Stored items
══════════

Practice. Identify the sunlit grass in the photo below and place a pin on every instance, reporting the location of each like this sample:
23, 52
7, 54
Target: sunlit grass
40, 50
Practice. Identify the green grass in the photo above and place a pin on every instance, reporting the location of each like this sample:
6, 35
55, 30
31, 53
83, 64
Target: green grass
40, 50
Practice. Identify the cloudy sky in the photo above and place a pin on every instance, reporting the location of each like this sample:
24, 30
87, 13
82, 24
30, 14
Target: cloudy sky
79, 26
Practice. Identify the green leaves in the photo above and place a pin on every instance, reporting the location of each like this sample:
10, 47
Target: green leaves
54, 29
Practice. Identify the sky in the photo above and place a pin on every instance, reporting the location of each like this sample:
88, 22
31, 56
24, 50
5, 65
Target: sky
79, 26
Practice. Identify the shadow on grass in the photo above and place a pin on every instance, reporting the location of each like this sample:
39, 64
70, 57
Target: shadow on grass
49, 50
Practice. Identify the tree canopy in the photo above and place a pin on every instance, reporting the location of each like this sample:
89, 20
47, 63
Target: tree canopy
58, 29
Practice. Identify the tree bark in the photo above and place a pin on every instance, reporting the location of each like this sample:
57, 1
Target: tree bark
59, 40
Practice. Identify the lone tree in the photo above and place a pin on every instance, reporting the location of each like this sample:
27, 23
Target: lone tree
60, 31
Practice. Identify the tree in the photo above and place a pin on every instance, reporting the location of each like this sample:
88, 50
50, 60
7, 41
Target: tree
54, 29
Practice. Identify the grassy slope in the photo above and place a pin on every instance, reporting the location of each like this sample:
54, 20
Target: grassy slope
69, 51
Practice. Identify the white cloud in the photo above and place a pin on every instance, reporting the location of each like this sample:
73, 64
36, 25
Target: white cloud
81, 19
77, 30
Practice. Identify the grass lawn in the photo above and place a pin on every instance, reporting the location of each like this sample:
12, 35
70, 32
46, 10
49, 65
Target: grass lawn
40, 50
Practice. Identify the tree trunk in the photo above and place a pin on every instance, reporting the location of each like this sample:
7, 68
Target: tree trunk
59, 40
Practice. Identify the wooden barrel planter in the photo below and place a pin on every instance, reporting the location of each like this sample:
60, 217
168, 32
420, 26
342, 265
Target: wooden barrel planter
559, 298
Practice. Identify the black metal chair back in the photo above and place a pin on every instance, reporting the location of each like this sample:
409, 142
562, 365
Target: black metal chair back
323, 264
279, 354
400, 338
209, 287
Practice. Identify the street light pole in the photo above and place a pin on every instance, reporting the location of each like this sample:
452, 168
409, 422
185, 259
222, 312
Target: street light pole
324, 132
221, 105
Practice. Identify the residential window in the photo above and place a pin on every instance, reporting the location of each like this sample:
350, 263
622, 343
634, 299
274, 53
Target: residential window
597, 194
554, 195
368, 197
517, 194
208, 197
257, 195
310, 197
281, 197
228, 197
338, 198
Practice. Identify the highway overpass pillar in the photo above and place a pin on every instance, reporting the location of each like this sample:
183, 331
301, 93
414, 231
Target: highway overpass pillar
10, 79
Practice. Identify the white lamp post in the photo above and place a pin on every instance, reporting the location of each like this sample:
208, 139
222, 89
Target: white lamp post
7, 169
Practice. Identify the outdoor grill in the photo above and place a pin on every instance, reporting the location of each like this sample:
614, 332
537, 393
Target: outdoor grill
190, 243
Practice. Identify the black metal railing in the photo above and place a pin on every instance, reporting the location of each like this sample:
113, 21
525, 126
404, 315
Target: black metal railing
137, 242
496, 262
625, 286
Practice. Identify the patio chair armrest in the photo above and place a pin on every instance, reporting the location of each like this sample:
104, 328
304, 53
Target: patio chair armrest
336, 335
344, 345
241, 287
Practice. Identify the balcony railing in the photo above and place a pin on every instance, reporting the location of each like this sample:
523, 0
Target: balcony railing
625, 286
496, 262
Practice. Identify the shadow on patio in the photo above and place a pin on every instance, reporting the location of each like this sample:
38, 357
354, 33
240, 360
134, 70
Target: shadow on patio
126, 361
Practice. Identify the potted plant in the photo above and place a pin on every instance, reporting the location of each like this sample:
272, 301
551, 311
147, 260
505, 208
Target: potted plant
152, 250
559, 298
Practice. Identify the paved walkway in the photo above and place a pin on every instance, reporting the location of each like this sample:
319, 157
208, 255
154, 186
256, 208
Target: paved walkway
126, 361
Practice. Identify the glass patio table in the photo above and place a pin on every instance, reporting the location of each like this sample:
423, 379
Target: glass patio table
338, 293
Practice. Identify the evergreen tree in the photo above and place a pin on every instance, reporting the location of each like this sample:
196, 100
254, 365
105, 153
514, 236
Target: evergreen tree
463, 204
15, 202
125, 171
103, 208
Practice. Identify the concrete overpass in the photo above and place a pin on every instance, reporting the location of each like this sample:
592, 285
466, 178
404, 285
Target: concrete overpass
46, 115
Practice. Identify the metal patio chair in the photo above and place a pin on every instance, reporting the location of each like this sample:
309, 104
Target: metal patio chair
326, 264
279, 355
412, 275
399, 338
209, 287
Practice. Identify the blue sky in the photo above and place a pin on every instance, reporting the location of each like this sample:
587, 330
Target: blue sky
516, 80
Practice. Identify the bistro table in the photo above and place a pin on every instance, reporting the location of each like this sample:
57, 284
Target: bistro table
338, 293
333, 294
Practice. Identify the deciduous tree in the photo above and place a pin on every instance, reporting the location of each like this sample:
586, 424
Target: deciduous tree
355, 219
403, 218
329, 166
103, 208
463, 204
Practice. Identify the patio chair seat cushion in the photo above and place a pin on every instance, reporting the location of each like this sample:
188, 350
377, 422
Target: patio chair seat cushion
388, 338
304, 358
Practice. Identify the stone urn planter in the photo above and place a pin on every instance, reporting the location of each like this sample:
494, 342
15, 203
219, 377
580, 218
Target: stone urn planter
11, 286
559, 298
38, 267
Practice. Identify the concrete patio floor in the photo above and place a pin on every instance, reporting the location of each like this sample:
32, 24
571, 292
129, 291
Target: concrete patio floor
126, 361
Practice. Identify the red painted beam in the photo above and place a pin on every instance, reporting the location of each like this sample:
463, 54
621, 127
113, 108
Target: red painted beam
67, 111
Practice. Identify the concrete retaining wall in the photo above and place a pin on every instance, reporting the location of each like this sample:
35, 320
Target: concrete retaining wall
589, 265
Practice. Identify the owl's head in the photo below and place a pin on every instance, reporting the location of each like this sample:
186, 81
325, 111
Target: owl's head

══════════

[Work to do] Reproduce the data verbatim, starting at the line containing "Practice. Identify the stone" and continuing through the last line of the data, inclusive.

[Task result]
Practice. Identify the stone urn planter in the photo above and place a pin on every instance, reporting the location of each like this sample:
494, 342
15, 203
219, 377
580, 218
Target: stone urn planter
11, 286
559, 298
38, 267
Practice. Identify the concrete patio floor in the photo above and place a pin on every instance, reporting the location of each like this sample:
32, 24
571, 292
129, 291
Target: concrete patio floor
126, 361
Practice. Identify the red painted beam in the photo above and place a pin on every instance, reporting the location of each like this sample:
463, 54
621, 127
113, 108
Target: red painted beam
67, 111
Practice. Identify the concrete retaining wall in the photo above and place a pin on every instance, reporting the location of each like this sample:
35, 320
Target: concrete retaining wall
589, 265
Practice. Identify the owl's head in the photo below and place a pin on every instance, reporting the location of each like this sample:
186, 81
325, 111
Target: owl's head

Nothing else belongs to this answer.